Argentina 2×0 México: O novo encontro contra os mexicanos fez um velho freguês se tornar uma nova batalha inesperada. Rapidamente Scaloni não hesitou em trocar meio time, sabendo que se morresse abraçado a suas fórmulas o destino não lhe teria clemência ao cobrá-lo eternamente. Bravamente (e brevemente) o ferrolho do treinador adversário Tata Martino fez esse país festivo se ilusionar com um possível ato histórico de promover uma eliminação precoce a uma Argentina que só cercava, mas não espetava. Até que na metade do segundo tempo o “zurdazo” inapelável de Messi no fundo das redes de “meme” Ochoa foi como encontrar água no deserto e devolver vida à equipe. Uma vitória completada em 2 a 0 pelo belo chute de fora da área do jovem volante Enzo Fernandez, quem rapidamente evoluiria muito a tomar conta da posição e até ser escolhido a revelação do torneio. No fim, a ilusão do México durou apenas alguns dias com a crença no “chiste” que poderia dar a volta por cima em uma rivalidade tão desparelha, conforme já tratei de seus elementos históricos em texto recente (Obs: O último ato é que o dramático se tornou burlesco com a declaração do boxeador mexicano-estadunidense Saul Canelo Alvarez que, alegando que Messi supostamente teria pisado na camisa mexicana no chão, o desafiou para uma briga!)

=== Lista de registros ===

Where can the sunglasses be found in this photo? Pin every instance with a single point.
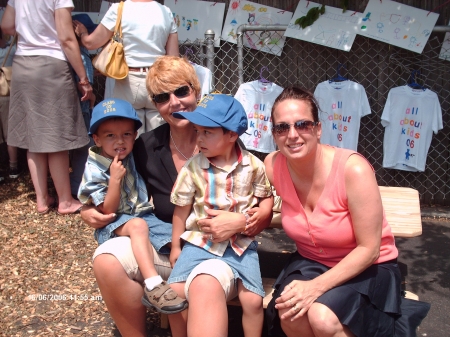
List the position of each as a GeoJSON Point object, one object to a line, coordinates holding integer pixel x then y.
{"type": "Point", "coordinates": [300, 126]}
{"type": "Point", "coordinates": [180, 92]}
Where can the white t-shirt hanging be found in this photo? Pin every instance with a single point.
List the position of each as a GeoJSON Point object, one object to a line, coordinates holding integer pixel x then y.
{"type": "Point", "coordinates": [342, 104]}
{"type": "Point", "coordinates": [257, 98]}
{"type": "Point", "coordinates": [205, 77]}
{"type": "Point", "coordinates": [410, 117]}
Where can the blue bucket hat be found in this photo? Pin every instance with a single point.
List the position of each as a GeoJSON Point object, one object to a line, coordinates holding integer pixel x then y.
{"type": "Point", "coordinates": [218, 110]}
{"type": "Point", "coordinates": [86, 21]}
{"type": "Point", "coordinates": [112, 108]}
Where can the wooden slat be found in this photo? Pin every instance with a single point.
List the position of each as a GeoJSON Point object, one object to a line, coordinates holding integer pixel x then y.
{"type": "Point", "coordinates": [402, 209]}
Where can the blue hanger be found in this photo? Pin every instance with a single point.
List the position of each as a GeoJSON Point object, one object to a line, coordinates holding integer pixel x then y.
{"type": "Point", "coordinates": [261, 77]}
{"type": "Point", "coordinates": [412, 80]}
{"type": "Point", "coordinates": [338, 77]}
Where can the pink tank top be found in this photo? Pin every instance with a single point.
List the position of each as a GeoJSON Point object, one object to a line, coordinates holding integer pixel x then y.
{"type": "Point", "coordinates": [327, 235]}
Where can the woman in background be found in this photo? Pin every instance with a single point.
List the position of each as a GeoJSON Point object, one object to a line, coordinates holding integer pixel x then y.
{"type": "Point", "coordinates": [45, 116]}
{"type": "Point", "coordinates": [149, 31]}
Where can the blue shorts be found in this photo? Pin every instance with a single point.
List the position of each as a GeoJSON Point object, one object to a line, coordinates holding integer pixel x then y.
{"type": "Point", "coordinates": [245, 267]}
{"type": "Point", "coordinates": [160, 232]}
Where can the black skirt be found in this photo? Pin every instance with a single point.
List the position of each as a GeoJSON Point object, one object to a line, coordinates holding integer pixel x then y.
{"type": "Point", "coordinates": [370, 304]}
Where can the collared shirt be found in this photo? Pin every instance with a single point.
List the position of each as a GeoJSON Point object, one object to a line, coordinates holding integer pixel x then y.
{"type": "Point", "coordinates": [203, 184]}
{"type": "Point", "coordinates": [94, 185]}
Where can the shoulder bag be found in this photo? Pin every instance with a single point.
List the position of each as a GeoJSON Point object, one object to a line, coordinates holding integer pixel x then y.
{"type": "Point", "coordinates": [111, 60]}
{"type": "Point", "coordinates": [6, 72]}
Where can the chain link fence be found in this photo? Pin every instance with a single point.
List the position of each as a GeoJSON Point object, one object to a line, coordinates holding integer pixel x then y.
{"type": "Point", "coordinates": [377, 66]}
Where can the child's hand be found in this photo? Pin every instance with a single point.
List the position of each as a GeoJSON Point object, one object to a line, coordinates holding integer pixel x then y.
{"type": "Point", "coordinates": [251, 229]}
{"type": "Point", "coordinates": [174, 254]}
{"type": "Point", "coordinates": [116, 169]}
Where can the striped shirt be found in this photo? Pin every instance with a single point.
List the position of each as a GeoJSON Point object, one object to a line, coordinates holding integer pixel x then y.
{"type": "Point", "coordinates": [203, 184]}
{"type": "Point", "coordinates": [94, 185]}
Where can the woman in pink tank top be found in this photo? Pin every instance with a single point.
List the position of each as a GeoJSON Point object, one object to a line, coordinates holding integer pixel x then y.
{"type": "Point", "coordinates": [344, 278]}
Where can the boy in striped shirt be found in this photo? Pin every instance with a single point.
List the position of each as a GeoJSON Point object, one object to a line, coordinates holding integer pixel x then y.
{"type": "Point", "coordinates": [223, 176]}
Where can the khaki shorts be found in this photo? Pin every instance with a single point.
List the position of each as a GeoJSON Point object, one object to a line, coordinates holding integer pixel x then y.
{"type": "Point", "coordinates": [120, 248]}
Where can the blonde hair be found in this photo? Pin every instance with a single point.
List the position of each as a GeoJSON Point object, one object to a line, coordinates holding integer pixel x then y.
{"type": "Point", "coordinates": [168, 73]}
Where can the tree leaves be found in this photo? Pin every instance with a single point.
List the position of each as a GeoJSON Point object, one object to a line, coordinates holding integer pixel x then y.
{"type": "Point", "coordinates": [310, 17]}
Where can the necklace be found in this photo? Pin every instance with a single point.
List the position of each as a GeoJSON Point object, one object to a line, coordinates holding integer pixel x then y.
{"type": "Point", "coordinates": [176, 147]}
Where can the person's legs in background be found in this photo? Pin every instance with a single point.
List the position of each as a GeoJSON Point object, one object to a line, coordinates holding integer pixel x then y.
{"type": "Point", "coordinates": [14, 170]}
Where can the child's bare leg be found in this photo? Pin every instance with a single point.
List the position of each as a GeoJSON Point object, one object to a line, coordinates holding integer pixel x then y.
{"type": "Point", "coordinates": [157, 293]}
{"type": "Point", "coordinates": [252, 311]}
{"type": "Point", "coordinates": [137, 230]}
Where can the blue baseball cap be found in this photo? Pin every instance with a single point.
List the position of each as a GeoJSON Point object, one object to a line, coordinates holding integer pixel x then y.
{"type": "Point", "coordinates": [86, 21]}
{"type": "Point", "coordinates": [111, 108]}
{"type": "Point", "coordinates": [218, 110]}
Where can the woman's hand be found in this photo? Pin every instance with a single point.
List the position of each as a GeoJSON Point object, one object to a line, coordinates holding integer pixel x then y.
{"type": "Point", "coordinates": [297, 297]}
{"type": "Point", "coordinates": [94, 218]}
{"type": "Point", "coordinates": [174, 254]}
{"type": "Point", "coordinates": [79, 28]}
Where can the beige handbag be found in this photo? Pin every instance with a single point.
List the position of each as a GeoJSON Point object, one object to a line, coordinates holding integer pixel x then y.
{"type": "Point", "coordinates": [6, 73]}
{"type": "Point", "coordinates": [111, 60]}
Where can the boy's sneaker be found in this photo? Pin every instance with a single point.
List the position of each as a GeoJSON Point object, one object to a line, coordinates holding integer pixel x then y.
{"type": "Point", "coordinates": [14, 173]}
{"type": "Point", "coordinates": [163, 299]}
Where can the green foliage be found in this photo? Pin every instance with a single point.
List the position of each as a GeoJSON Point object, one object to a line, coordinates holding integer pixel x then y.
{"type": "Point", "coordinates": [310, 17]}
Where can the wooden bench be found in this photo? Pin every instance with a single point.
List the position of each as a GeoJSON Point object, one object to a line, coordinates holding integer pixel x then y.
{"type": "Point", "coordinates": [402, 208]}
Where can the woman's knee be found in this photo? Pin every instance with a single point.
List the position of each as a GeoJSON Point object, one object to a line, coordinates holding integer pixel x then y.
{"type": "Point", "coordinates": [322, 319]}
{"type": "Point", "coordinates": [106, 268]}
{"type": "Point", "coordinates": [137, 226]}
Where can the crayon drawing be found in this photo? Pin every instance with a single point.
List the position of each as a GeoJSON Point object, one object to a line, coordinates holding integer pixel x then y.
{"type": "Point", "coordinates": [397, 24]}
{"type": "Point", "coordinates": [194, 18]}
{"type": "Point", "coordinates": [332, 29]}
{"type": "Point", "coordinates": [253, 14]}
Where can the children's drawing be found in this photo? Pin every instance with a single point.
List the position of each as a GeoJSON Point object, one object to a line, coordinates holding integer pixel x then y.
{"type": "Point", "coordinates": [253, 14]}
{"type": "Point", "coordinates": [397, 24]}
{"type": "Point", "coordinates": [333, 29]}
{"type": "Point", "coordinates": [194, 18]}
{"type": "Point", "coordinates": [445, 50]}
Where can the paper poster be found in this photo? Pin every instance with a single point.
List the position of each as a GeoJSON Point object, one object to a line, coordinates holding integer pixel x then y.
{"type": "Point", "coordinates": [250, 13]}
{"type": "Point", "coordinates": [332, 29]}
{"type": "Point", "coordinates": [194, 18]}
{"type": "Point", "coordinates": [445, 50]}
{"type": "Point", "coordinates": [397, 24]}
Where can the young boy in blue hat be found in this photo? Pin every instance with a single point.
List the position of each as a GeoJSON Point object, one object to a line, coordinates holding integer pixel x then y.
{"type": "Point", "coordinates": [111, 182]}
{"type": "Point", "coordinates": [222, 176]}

=== O que fazer ===
**A.** Reescreva em forma de lista o parágrafo do trecho sobre o jogo que começa com "Argentina 2×0 México", mantendo os fatos principais.
**B.** Escreva a continuação do trecho sobre o jogo entre Argentina e México, começando logo depois da última frase.
Os registros não têm papel nenhum aqui.

=== Respostas por tarefa ===
**A.**
- Contra o México, Scaloni não hesitou e trocou meio time.
- A retranca do técnico adversário, Tata Martino, fez o México sonhar em eliminar cedo uma Argentina que cercava, mas não finalizava.
- Na metade do segundo tempo, Messi marcou com um chute de canhota contra Ochoa e devolveu vida à equipe.
- Enzo Fernandez fechou o 2 a 0 com um belo chute de fora da área. Depois, ele se firmou na posição e foi escolhido a revelação do torneio.
- A ilusão do México durou apenas alguns dias.
- No fim, o boxeador mexicano-estadunidense Saul Canelo Alvarez desafiou Messi para uma briga, alegando que ele teria pisado na camisa mexicana.

**B.**
Argentina 2×0 Polônia: A terceira partida no grupo se repetiu com o mesmo placar sobre a Polônia, com gols de outros dois novos recém titulares: o volante Alexis Mac Allister e o atacante Julián Álvarez. Nem mesmo a perda de um pênalti de Messi ainda com o placar em branco assustou em uma partida que ainda envolvia risco de uma eliminação, mas foi dominada do início ao fim. Não sentindo o peso da camisa ao trocar provisoriamente a “albiceleste” por uma suplente dessa vez roxa (que em outras edições foi preta ou azul marinho). Sobre o adversário, apesar de um grande goleiro e da classificação obtida de forma contestada no desempate contra o México apenas no saldo de gols, ficou escancarada a pobreza tática de ter em Lewandoski um dos melhores atacantes do mundo, porém mais solitário que em um deserto incapaz de ser abastecido pelo menos com um “chuveirinho”.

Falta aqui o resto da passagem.